▶ Task brief: Repeat the entire listing exactly as written.

= Beginning of Section =

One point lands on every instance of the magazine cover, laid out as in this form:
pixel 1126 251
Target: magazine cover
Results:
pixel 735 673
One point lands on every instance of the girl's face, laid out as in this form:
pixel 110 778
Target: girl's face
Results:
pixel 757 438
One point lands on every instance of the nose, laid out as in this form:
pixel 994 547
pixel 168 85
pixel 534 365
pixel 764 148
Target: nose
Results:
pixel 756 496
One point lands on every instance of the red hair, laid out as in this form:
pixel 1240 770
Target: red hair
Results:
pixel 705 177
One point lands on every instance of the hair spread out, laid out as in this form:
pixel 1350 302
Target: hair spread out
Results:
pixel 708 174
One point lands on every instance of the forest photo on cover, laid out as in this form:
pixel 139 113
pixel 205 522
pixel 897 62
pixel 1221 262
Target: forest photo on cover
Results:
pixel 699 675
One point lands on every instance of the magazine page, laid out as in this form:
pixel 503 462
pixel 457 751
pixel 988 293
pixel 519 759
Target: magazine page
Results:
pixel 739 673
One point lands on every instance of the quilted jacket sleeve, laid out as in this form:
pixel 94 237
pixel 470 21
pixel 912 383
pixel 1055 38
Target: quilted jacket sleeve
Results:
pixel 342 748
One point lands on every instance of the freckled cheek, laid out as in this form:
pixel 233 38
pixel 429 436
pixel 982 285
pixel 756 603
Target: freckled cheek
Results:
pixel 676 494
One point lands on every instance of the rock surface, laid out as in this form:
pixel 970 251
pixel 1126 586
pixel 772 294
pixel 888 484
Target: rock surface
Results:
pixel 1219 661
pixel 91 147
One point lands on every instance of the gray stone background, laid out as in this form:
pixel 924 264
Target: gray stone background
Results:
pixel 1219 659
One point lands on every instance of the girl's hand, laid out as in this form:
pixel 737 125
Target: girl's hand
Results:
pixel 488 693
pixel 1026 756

= End of Section =

▶ Answer:
One point lands on every instance of the magazine cover, laid out as in this form:
pixel 1126 251
Target: magazine cover
Results:
pixel 735 673
One point lands on every instance of the girl's face, laid out as in this form:
pixel 110 778
Target: girl's face
Results:
pixel 757 438
One point lands on every instance of the nose, laid out as in this form:
pixel 994 547
pixel 168 85
pixel 534 365
pixel 764 148
Target: nose
Results:
pixel 756 496
One point lands on every instance of the red hair, laid out as in this form:
pixel 1240 770
Target: red hair
Results:
pixel 705 177
One point lands on every instance of the hair spread out, laid out as in this form:
pixel 1350 302
Target: hair spread out
Results:
pixel 708 174
One point lands on every instance of the forest photo on cover, laid out as in this form:
pixel 139 113
pixel 205 522
pixel 897 62
pixel 1221 262
Target: forest photo on cover
Results:
pixel 699 675
One point lands on every instance of the magazine page, laid out as in this form:
pixel 503 462
pixel 457 751
pixel 988 293
pixel 519 759
Target: magazine page
Results:
pixel 739 673
One point lands on every instance of the quilted jacket sleeve, laid out as in this form:
pixel 94 237
pixel 470 21
pixel 912 383
pixel 1055 38
Target: quilted jacket sleeve
Results:
pixel 342 748
One point lands on every instance of the freckled cheek, laid out as in this form:
pixel 233 38
pixel 429 436
pixel 982 285
pixel 756 603
Target: freckled cheek
Results:
pixel 676 494
One point lands on every instance of the rock surface, laid out as in this form:
pixel 970 251
pixel 1126 586
pixel 772 294
pixel 888 484
Target: rock surface
Results:
pixel 1219 661
pixel 91 147
One point lands on every instance of the gray stone background, laid out as in this form:
pixel 924 264
Target: gray stone background
Results:
pixel 1219 659
One point lands on every instance of the girl's hand, laid out as in this form:
pixel 737 125
Target: girl's hand
Results:
pixel 488 693
pixel 1026 756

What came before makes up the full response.